■ Material for this task
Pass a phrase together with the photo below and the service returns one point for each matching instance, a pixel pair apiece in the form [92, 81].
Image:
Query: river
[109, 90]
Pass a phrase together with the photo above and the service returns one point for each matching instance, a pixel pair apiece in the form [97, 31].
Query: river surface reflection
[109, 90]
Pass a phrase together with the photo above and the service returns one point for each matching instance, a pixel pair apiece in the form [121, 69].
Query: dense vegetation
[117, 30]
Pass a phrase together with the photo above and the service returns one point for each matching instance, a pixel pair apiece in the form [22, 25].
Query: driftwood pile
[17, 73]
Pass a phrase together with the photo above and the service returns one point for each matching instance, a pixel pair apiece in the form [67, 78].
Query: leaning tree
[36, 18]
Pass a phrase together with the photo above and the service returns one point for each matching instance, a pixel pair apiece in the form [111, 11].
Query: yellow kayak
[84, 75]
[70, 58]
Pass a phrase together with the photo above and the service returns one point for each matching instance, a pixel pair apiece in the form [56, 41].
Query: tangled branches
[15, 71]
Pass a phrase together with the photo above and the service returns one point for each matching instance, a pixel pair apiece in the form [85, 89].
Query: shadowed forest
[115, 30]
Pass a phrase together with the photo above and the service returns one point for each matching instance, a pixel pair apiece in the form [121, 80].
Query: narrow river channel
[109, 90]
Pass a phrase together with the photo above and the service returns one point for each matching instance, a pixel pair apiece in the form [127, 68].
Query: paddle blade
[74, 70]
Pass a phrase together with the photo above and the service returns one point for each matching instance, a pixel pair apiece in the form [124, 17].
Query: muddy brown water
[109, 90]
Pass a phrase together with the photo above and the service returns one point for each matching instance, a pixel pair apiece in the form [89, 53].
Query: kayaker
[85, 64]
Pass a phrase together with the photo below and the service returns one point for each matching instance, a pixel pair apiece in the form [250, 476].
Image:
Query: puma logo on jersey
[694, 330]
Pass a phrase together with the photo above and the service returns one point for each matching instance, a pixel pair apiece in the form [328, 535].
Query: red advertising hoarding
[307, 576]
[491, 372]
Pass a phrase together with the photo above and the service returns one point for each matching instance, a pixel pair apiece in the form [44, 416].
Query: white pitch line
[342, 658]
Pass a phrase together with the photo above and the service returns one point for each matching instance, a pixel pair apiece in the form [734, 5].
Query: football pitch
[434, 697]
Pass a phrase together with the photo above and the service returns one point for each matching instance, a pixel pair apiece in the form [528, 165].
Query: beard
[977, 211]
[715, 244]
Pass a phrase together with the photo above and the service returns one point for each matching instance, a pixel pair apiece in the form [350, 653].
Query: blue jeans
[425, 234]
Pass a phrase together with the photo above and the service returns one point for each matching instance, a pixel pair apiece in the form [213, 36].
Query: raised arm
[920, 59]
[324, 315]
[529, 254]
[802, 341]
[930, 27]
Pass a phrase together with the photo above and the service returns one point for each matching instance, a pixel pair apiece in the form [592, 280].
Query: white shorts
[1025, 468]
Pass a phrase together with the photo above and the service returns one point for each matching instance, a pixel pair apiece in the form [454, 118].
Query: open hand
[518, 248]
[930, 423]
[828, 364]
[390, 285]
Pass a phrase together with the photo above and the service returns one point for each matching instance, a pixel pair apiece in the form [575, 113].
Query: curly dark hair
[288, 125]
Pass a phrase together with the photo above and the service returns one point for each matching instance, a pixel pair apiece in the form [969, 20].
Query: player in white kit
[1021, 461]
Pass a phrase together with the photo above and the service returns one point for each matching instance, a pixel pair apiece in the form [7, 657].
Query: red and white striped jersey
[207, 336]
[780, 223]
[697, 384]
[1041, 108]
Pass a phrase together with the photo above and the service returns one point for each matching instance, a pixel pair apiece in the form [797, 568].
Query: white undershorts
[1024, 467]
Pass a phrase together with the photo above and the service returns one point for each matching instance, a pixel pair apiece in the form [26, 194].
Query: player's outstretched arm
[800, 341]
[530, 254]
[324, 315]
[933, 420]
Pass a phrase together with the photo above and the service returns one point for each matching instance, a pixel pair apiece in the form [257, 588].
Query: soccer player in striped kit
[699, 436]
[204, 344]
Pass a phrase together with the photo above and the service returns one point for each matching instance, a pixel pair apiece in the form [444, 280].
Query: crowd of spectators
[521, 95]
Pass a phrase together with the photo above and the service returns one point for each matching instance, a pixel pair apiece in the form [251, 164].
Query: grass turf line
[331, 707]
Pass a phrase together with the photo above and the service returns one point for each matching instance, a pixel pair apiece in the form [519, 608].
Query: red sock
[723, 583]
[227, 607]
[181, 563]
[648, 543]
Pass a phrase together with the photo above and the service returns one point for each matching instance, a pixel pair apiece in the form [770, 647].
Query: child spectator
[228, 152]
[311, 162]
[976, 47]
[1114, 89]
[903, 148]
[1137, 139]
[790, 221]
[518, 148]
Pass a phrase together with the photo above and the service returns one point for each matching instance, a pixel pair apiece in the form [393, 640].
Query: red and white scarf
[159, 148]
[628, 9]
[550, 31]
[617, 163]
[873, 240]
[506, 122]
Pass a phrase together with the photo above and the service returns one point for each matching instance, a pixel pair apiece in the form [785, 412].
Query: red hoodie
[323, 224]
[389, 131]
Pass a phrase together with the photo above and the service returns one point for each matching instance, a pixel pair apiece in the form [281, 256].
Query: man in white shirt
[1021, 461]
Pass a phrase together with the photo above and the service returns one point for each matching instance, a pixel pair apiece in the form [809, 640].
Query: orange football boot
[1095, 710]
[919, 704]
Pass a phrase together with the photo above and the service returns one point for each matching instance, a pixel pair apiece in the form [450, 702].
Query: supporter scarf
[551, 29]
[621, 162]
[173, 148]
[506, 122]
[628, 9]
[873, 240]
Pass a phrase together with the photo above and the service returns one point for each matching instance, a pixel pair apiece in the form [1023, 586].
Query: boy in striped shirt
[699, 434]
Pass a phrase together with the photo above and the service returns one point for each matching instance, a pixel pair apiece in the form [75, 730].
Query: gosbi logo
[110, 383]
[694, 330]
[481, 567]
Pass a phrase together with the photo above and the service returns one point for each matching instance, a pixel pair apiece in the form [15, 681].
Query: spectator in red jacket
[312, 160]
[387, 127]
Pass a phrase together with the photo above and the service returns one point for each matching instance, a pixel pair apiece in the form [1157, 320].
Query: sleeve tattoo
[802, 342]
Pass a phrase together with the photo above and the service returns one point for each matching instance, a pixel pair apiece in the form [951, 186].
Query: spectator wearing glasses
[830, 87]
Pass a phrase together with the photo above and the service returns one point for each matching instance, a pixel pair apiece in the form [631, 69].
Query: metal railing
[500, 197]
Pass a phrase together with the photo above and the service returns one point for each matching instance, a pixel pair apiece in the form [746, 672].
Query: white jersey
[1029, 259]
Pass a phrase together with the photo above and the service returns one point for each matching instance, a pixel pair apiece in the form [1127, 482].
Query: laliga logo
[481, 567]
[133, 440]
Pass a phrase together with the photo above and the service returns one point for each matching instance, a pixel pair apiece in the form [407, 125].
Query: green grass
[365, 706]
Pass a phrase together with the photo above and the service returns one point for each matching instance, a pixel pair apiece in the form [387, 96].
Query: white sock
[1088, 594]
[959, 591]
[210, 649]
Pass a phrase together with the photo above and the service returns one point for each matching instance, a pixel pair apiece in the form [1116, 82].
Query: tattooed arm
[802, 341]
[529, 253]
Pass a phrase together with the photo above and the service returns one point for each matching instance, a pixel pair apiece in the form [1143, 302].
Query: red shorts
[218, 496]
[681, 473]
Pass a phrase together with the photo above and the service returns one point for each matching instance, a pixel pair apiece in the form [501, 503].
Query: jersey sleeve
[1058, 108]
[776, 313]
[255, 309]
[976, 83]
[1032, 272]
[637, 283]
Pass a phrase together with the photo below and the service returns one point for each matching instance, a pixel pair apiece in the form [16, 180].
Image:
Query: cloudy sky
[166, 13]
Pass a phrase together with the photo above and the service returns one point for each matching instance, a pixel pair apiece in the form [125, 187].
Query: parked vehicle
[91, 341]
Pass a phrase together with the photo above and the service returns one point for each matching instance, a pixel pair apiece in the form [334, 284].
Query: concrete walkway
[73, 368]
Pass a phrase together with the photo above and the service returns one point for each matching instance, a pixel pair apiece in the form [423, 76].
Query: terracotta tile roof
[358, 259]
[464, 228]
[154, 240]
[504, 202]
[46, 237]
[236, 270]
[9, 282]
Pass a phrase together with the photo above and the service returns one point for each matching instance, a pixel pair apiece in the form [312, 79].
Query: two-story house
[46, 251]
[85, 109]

* * *

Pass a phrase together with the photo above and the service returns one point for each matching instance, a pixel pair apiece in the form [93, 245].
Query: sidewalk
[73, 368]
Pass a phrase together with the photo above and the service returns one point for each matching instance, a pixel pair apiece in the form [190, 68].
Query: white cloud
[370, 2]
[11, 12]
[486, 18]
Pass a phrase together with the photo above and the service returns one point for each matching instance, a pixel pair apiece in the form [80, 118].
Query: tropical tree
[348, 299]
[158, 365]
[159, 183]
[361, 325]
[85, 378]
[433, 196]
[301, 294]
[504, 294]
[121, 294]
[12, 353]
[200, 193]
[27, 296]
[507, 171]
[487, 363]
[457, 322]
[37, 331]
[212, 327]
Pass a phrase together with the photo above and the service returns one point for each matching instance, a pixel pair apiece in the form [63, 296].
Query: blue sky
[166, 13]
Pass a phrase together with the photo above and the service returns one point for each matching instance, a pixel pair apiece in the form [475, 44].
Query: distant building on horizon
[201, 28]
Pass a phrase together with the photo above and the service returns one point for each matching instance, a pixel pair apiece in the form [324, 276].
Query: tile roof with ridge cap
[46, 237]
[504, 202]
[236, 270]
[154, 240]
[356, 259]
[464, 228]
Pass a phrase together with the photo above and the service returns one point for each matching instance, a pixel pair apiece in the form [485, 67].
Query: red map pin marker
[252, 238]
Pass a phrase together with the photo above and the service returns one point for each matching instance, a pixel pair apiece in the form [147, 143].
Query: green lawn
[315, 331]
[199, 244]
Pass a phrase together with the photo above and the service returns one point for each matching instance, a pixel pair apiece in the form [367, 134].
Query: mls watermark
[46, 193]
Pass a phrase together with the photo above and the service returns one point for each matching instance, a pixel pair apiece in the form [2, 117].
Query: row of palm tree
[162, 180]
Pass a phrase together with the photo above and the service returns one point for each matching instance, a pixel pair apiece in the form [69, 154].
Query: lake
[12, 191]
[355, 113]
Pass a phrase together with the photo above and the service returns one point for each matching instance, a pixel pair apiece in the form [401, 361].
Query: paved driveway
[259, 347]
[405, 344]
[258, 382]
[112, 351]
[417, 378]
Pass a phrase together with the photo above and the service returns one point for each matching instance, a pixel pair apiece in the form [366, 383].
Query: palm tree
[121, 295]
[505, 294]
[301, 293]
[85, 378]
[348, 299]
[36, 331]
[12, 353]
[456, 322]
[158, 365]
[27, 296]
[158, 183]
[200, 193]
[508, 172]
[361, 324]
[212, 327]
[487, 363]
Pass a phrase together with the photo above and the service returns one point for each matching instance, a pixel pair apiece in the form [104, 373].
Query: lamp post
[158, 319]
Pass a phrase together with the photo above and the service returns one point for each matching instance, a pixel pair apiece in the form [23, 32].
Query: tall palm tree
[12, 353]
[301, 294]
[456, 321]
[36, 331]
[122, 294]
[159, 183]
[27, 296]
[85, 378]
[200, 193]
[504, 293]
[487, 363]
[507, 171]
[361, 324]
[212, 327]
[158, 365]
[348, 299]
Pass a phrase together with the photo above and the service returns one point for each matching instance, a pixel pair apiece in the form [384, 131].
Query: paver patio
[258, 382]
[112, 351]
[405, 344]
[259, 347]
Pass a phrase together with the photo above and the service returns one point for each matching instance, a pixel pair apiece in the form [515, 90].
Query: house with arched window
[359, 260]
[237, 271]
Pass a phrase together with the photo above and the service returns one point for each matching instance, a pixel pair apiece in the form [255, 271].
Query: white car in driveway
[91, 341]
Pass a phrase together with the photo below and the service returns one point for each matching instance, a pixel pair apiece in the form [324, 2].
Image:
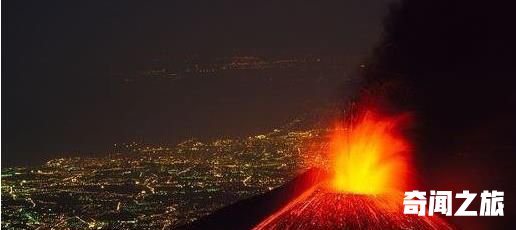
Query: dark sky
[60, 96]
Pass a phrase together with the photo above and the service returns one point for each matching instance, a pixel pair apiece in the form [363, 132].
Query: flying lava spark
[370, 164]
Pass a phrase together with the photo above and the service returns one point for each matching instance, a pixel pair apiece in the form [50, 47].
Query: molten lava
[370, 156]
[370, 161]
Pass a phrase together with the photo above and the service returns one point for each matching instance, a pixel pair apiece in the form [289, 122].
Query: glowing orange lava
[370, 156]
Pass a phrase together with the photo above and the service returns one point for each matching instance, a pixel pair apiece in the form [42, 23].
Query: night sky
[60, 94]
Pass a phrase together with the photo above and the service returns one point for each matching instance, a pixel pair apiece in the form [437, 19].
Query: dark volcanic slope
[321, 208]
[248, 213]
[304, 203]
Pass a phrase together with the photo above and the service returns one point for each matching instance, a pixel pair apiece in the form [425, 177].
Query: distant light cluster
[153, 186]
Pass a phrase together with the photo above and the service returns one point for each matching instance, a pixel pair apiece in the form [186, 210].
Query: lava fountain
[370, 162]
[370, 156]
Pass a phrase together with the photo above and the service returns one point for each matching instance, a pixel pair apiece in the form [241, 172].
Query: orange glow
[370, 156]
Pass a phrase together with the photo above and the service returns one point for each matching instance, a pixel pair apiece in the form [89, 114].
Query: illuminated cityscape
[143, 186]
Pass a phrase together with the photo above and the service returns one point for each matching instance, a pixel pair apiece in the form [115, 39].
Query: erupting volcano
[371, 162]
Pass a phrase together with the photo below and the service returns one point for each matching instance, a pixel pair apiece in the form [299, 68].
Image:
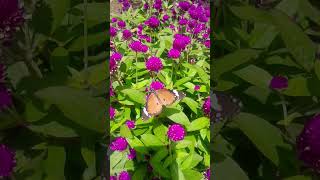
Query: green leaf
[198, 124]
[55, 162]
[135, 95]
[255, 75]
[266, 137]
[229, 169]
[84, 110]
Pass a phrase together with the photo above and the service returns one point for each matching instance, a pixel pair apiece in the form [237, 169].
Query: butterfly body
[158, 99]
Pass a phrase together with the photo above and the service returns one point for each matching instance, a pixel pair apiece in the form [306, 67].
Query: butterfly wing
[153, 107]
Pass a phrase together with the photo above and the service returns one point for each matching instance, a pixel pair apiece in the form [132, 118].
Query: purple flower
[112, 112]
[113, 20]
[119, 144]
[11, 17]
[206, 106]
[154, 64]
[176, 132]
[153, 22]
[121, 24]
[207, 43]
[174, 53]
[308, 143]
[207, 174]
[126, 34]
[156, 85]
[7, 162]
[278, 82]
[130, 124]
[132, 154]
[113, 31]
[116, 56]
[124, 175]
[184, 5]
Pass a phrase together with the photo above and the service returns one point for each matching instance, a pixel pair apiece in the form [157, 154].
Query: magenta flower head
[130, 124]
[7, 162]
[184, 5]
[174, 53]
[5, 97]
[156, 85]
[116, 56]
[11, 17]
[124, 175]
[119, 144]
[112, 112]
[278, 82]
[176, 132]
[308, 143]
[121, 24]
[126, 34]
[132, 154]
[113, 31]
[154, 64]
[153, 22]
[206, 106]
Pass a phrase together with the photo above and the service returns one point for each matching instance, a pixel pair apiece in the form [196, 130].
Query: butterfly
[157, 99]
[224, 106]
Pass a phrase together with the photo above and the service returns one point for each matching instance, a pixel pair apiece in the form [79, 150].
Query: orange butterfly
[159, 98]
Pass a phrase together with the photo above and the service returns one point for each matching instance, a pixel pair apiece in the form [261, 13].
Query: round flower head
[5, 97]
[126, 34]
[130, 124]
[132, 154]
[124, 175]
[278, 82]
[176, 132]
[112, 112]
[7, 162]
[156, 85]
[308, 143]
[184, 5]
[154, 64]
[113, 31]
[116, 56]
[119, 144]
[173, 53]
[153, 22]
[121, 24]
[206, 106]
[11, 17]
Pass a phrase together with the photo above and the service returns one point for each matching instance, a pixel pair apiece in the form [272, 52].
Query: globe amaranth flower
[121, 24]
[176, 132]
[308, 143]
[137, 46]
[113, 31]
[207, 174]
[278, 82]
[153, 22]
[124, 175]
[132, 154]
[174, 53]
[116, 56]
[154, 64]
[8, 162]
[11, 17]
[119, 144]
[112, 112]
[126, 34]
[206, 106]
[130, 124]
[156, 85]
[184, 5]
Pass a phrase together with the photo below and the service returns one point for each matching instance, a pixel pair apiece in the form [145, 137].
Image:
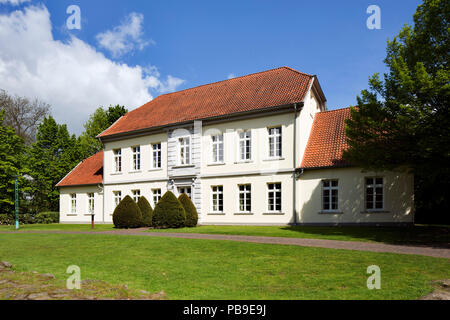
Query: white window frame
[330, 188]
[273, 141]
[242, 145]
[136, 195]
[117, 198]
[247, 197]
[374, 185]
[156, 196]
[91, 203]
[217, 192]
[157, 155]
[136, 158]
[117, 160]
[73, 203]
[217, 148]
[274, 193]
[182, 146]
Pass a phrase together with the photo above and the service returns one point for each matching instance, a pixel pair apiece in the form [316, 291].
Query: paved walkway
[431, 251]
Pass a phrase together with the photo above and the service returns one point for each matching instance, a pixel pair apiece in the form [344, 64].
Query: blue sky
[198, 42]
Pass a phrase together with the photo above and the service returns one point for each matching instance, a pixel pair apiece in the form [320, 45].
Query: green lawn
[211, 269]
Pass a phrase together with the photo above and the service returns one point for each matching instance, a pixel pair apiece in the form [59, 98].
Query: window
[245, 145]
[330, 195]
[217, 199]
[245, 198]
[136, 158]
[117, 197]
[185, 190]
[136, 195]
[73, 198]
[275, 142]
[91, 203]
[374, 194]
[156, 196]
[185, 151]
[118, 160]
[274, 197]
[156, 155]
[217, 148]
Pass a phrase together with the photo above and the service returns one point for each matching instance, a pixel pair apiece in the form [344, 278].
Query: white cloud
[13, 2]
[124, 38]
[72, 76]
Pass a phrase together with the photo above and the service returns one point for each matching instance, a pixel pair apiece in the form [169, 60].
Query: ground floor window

■ Written request
Pull out each line of the records above that contains the word "orange" and copy it unchanged.

■ Solution to the exercise
Query: orange football boot
Query: glowing orange lava
Query: orange glow
Query: orange butterfly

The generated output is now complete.